» **Text shown**:

○ ○ ○ ○ ○

By Ofalia Ho
A few weeks ago, I visited the Granite Belt with the UQ Herpetological Society. While excited to see some unique amphibians and reptiles, I also had two ulterior motives – birds and plants.
Being a hopeless generalist, fielding multiple interests has been an incorrigible struggle. Nonetheless, I was determined to remedy my rather pathetic plant knowledge and what better place to do this than at Girraween National Park – our first stop.
Girraween, meaning “place of flowers”, is known for its granite outcrops and varied landscape of eucalypt forest, sedgeland and heathland. This supports a large floral diversity, with an incredible total of 1,072 species of which 968 are flowering plants.
Being well into January, we had missed the renowned Spring wildflower show but I was hopeful that some species might still be in blossom. We arrived in the late afternoon and went for a hike around Bald Creek circuit.
I had visited Girraween before, but the sight of trees growing out of granite was still mind-boggling. The tenacity of plant life added to the impressive rocky landscape.
I was pleased to see some stands of Actinotus helianthi (Flannel Flower) and Isotoma anethifolia (Narrow-leaved Isotoma) before the sun began to set for a night of herping.
We had more time to explore the next day and after an early morning bird walk, I returned to my botanising campaign. After spotting more familiar plants such as Xanthorrhoea johnsonii (Johnson’s Grass Tree), Petrophile canescens (Conesticks) and Leptospermum polygalifolium (Common Tea-tree), it was a delight to find some new species in flower.
Hibbertia linearis var. obtusifolia (Grey Guinea Flower), Trachymene incisa (Native Parsnip) and Dampiera purpurea (Mountain Dampiera) were quite abundant around the trails. Wahlenbergia graniticola (Granite Bluebell) was also present, but unfortunately not in flower.

○ ○ ○ ○ ○

» **Input data**:
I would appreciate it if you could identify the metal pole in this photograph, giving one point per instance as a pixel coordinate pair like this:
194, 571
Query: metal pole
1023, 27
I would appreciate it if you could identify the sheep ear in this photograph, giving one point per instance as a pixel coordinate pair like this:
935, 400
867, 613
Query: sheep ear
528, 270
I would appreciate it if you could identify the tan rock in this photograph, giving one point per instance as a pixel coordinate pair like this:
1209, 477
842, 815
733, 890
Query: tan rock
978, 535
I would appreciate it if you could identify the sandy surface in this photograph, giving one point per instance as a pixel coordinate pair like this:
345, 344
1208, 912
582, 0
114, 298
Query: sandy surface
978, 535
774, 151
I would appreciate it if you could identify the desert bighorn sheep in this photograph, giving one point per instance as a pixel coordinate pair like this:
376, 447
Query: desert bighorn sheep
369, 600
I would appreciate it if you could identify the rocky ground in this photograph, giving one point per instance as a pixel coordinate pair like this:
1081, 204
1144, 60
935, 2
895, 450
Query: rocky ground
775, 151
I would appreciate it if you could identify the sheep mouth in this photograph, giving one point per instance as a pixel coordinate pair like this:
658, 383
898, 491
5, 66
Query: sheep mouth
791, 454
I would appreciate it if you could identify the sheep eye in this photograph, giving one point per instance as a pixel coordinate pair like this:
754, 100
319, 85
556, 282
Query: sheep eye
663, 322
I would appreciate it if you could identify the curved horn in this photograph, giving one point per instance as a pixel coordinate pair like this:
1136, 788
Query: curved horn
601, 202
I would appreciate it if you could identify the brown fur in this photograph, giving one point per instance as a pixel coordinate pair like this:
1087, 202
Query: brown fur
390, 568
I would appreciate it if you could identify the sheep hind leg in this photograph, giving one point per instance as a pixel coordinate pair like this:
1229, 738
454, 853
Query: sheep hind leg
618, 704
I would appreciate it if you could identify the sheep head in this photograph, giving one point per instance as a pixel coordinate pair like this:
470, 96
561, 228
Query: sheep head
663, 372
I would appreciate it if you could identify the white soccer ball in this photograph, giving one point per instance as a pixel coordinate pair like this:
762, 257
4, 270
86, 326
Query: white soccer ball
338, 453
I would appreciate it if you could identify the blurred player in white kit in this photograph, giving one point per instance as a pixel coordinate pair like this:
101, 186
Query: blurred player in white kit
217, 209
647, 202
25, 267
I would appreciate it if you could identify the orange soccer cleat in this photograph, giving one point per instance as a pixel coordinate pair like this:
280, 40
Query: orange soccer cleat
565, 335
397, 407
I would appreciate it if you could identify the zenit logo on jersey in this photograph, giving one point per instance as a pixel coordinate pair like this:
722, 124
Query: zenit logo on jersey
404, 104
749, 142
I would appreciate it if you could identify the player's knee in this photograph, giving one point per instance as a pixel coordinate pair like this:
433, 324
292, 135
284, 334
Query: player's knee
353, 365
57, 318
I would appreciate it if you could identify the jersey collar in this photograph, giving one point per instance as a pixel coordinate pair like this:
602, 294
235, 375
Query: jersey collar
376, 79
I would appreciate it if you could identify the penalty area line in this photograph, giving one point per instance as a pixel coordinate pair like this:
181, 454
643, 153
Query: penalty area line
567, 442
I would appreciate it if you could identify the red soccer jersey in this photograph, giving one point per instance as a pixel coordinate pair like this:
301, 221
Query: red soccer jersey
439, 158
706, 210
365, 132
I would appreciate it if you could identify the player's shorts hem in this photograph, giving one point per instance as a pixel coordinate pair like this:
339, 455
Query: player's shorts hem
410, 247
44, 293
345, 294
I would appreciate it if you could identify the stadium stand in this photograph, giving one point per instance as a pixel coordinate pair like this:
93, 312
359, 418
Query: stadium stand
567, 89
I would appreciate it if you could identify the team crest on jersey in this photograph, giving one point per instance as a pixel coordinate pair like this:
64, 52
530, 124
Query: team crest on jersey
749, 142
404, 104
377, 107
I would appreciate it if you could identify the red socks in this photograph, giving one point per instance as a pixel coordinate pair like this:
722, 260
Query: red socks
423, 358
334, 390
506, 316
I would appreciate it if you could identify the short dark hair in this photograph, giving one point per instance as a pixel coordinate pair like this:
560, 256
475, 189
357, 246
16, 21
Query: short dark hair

○ ○ ○ ○ ○

» **Tasks to carry out**:
(A) According to the Girraween account, how many of the park's plant species are flowering plants?
(B) Identify each line in the entries above that contains the word "collar".

» **Responses to the exercise**:
(A) 968

(B)
I would appreciate it if you could identify the jersey collar in this photograph, giving one point per instance as a pixel coordinate pair like this:
Query: jersey collar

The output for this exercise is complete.